● **Activity**: Lines of the data that contain the word "bracelet" are the ones to copy.

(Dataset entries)
★ ★ ★
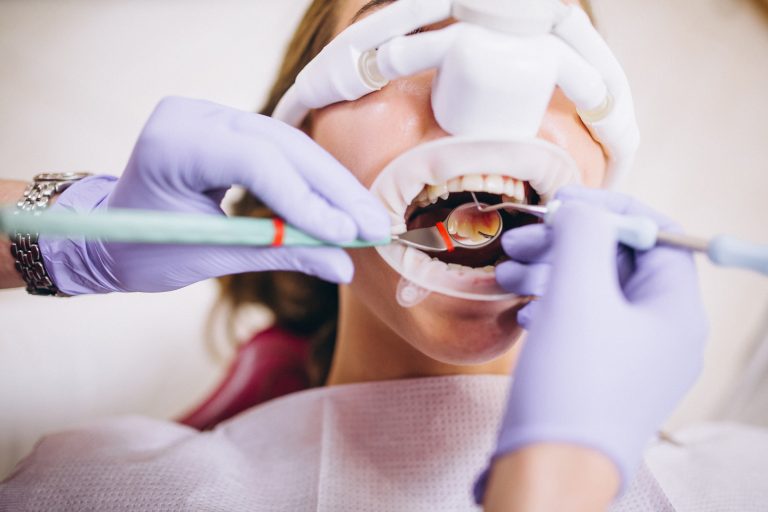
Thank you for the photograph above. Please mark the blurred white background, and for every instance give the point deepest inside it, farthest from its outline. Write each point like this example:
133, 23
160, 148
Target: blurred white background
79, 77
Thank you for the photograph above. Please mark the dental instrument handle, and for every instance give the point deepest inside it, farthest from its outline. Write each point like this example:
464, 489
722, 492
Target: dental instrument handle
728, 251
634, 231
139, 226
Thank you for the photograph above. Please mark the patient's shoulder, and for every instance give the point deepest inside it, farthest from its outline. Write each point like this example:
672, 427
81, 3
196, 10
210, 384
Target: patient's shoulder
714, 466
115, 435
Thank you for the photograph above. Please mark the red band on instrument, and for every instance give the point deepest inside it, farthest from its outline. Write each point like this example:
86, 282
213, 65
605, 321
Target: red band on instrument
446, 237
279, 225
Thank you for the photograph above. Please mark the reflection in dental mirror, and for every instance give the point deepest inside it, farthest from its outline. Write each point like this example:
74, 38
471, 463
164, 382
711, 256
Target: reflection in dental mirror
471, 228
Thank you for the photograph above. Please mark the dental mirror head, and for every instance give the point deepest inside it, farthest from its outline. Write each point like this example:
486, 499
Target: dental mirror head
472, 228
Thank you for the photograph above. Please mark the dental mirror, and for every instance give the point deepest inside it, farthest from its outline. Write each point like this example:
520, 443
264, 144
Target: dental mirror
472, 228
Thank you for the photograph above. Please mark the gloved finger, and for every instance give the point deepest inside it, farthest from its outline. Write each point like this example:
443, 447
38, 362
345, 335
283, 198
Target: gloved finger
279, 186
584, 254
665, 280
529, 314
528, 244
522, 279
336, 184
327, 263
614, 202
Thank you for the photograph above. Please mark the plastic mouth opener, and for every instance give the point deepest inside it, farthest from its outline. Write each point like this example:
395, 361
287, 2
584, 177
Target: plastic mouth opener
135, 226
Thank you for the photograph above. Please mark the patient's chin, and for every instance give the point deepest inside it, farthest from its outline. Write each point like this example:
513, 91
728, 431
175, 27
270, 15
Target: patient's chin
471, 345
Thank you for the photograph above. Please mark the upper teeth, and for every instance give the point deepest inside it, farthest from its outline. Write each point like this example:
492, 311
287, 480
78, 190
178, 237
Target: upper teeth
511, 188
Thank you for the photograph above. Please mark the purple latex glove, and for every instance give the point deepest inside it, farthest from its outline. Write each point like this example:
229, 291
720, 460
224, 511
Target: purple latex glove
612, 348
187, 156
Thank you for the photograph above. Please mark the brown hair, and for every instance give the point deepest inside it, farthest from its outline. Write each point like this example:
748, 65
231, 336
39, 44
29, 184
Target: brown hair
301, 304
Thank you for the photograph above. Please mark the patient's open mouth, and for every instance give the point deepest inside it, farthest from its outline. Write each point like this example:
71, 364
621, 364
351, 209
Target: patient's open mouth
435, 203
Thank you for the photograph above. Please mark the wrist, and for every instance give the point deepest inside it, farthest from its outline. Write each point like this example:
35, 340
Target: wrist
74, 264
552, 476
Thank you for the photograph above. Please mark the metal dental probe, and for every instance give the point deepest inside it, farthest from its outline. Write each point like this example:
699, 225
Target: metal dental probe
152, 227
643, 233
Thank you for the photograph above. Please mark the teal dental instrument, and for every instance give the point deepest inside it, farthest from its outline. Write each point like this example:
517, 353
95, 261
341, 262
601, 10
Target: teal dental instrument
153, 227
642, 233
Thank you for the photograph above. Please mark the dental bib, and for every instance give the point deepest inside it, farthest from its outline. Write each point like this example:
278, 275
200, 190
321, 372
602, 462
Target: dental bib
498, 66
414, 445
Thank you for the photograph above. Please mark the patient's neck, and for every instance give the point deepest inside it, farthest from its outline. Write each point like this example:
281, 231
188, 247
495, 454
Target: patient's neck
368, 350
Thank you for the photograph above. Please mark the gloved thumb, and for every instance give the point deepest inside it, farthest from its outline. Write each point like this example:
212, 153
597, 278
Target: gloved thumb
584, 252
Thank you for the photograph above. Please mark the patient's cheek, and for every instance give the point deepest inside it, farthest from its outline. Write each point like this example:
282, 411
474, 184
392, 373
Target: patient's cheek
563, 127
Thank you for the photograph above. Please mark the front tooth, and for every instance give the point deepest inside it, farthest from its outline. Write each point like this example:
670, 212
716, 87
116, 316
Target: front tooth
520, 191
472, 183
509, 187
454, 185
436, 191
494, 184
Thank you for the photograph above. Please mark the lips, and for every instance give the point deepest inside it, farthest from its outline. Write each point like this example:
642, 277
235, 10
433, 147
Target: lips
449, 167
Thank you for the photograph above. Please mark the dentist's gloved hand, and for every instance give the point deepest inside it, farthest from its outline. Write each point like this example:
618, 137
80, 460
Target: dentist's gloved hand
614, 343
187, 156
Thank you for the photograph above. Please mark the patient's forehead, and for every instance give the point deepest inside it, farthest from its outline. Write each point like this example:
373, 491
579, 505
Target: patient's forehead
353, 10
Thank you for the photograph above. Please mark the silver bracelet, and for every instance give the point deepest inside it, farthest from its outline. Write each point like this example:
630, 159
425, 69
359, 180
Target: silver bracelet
★ ★ ★
● **Task response**:
Thank you for the photograph above. Please mark the silver bracelet, and for every instance give the point deepest inside it, farthest from its outline. Write each point like this example:
Target: silver bracelet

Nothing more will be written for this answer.